Start
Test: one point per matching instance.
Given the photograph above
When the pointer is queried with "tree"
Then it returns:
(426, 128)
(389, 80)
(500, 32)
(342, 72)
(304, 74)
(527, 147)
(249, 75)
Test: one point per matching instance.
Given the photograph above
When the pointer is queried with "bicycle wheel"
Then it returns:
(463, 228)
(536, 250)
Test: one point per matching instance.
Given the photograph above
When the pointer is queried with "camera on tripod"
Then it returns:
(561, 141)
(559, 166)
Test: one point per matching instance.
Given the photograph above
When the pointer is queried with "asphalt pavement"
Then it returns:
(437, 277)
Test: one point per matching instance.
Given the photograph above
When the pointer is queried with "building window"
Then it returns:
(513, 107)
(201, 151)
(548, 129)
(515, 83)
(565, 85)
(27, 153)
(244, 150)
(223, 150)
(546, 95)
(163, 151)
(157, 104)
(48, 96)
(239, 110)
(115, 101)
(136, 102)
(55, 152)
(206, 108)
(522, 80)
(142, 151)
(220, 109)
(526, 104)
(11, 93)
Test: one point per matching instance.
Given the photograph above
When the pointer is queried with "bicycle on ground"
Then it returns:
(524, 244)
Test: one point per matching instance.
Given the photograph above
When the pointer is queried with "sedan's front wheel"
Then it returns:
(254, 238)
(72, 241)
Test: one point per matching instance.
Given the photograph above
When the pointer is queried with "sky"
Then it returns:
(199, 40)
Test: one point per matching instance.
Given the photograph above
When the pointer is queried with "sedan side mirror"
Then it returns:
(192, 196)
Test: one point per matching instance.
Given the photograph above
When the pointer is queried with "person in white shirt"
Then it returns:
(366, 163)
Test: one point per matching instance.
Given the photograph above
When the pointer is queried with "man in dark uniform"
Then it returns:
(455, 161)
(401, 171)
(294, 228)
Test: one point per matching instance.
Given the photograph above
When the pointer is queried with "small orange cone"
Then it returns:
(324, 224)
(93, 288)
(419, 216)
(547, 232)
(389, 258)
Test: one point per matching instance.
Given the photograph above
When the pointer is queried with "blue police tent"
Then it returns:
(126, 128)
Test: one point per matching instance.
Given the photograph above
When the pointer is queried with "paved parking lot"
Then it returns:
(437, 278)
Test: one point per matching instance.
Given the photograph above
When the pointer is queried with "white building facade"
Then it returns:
End
### DIRECTIONS
Copy the data above in full, character for character.

### SOLUTION BELOW
Test: one point per matching instance.
Given the photograph above
When the pointer is queried with "tree"
Then it returns:
(426, 128)
(389, 80)
(500, 32)
(342, 72)
(304, 74)
(527, 147)
(249, 75)
Test: one point per matching instance.
Given the photograph above
When the pointer is queried with "bicycle wheel"
Then it returns:
(463, 228)
(536, 250)
Test: one point per matching instance.
Given the photograph above
When the pointer is queried with "camera on tripod"
Then it returns:
(561, 141)
(559, 166)
Test: one point per matching instance.
Given the photograph above
When the pointer is queried with "asphalt pavement"
Then it returns:
(437, 277)
Test: one point per matching instance.
Given the photograph above
When the pointer is queried with "building window"
Then it returns:
(513, 107)
(201, 151)
(548, 129)
(515, 83)
(565, 85)
(27, 153)
(244, 150)
(223, 150)
(546, 95)
(163, 151)
(157, 104)
(48, 96)
(239, 110)
(115, 101)
(136, 102)
(55, 152)
(206, 108)
(522, 80)
(142, 151)
(220, 109)
(526, 104)
(11, 93)
Test: one point per matching instance.
Given the photograph above
When the pointer is queried with "bicycle on ground"
Then it returns:
(524, 244)
Test: one point per matching instance.
Given the photograph above
When the pointer is queried with "sedan's front wheel"
Then it returns:
(254, 238)
(72, 241)
Test: one point per matching instance.
Given the photograph above
When the pointer is queried with "sky"
Then it returns:
(199, 40)
Test: one point per matching instance.
Given the photograph above
When the pointer is queried with "sedan side mirror"
Then it returns:
(192, 196)
Test: one point per matching instance.
Given the photograph above
When the pointer is queried with "person in white shirt"
Then it returns:
(366, 163)
Test: one point per matching instance.
Given the photograph above
When the pointer is queried with "man in dark uniform"
Then it returns:
(455, 161)
(401, 171)
(294, 228)
Test: one point per matching instance.
Given the photograph above
When the pointer is queried with "small orange cone"
Then it returns:
(324, 224)
(93, 288)
(419, 216)
(547, 232)
(389, 258)
Test: one point per matching instance.
Given the photograph above
When the pointer is queried with "blue police tent"
Then it returns:
(126, 128)
Test: one point per matching instance.
Given the photograph above
When the pointer is queried with "paved parking lot"
Then it returns:
(437, 278)
Test: one point per matching instance.
Given the photograph above
When the pointer is queried with "white building facade"
Then it returns:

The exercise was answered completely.